Task brief >> Repeat every entry in the listing below, exactly.

Data provided >>
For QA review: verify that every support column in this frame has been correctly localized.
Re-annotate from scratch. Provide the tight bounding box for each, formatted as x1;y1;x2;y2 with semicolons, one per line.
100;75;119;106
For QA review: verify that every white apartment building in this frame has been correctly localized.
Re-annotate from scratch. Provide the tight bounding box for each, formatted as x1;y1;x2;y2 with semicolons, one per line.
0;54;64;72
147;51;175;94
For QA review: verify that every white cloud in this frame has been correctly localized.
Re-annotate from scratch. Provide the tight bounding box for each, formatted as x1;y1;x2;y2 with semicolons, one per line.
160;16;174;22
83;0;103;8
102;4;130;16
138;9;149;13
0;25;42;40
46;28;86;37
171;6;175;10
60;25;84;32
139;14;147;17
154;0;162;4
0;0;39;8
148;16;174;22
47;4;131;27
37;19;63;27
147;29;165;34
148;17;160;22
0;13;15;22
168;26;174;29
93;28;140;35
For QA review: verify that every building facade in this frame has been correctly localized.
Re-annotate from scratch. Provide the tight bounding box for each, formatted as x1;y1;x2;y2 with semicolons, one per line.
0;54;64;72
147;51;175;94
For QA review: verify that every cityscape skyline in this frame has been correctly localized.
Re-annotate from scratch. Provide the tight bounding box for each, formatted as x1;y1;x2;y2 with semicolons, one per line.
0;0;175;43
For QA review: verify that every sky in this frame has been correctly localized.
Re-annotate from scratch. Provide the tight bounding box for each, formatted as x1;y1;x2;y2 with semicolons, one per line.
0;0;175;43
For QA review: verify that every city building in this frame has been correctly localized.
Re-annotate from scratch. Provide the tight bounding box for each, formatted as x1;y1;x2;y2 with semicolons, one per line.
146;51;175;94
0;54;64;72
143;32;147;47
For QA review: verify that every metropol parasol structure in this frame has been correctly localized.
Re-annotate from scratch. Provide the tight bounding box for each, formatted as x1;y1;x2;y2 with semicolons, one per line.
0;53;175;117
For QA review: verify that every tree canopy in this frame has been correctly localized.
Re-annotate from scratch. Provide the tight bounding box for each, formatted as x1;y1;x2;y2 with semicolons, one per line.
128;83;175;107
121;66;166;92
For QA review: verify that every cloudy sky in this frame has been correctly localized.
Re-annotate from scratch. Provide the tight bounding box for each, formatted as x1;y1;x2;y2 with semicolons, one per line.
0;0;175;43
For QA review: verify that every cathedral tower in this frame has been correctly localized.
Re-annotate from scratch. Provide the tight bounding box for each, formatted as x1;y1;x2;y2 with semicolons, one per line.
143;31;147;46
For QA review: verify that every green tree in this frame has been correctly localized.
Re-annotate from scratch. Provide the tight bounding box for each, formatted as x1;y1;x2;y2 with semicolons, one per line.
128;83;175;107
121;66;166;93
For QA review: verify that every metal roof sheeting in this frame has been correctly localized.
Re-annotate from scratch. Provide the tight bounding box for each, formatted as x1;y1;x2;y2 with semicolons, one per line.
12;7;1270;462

Task answer >>
For QA review: verify that every support column in this frame has been correctly localized.
Re-annotate from scratch. Provide the tight bounding box for each, formatted as x1;y1;x2;y2 with semicolons, one per line.
100;75;119;106
For QA review: verify that every white apartment building in this frame has been correctly localized.
Re-annotate from scratch. Provide the tight bounding box for each, formatted as x1;y1;x2;y2 with semicolons, one per line.
0;54;64;72
147;51;175;94
For QA review: verify that every white cloud in this frame has been correctly localized.
Re-annotate from scratch. Provide the tight bounding box for each, formatted as x1;y1;x2;y2 with semicolons, one per line.
160;16;174;22
83;0;103;8
102;4;130;16
138;9;149;13
0;25;42;40
46;28;86;37
171;6;175;10
60;25;84;32
139;14;147;17
154;0;162;4
0;0;39;8
148;16;174;22
47;4;131;27
37;19;63;27
147;29;165;34
148;17;160;22
0;13;15;22
168;26;174;29
93;28;140;35
For QA review: verify that every building facade in this frame has been correctly localized.
Re-annotate from scratch. Provide the tight bounding box for each, formatted as x1;y1;x2;y2 with semicolons, one per line.
0;54;64;72
147;51;175;94
For QA review: verify that every cityscape skyline in this frame has been correctly localized.
Re-annotate from scratch. Provide the tight bounding box for each, formatted as x1;y1;x2;y2 with semicolons, one per line.
0;0;175;43
For QA review: verify that every sky in this frame has been correctly localized.
Re-annotate from scratch. Provide the tight bounding box for each, formatted as x1;y1;x2;y2 with semicolons, one per line.
0;0;175;43
For QA review: verify that every city building in this frame has been correctly localized.
Re-annotate from scratch. Provide the tight bounding box for each, formatted as x1;y1;x2;y2 with semicolons, one per line.
146;51;175;94
0;54;64;72
143;32;147;47
For QA review: verify that every metropol parasol structure in this frame has been correctly localized.
Re-annotate from scratch. Provide the tight bounding box for each, formatted as x1;y1;x2;y2 with semicolons, one per line.
0;53;175;117
For QA review: verify that every tree canopy in this frame has been correctly localized.
Re-annotate from scratch. Provide the tight bounding box for each, formatted as x1;y1;x2;y2 with semicolons, one per line.
128;83;175;107
121;66;166;92
For QA review: verify that every cloudy sky in this frame has been correctly localized.
Re-annotate from scratch. Provide the tight bounding box for each, formatted as x1;y1;x2;y2 with semicolons, one per line.
0;0;175;43
For QA review: verify that every cathedral tower in this frame has been correctly localized.
Re-annotate from scratch. Provide the tight bounding box for each, formatted as x1;y1;x2;y2 with semicolons, one per line.
143;31;147;46
For QA review: verify that every green tree in this frame has been correctly localized.
Re-annotate from scratch. Provide the tight bounding box for each, formatted as x1;y1;x2;y2 with semicolons, one per line.
128;83;175;107
121;66;166;93
For QA review: verify that every metal roof sheeting in this frame has been correctly localized.
Re-annotate from scratch. Provide the tight bounding box for each, formatted as x1;y1;x2;y2 with semicolons, one per line.
12;7;1270;462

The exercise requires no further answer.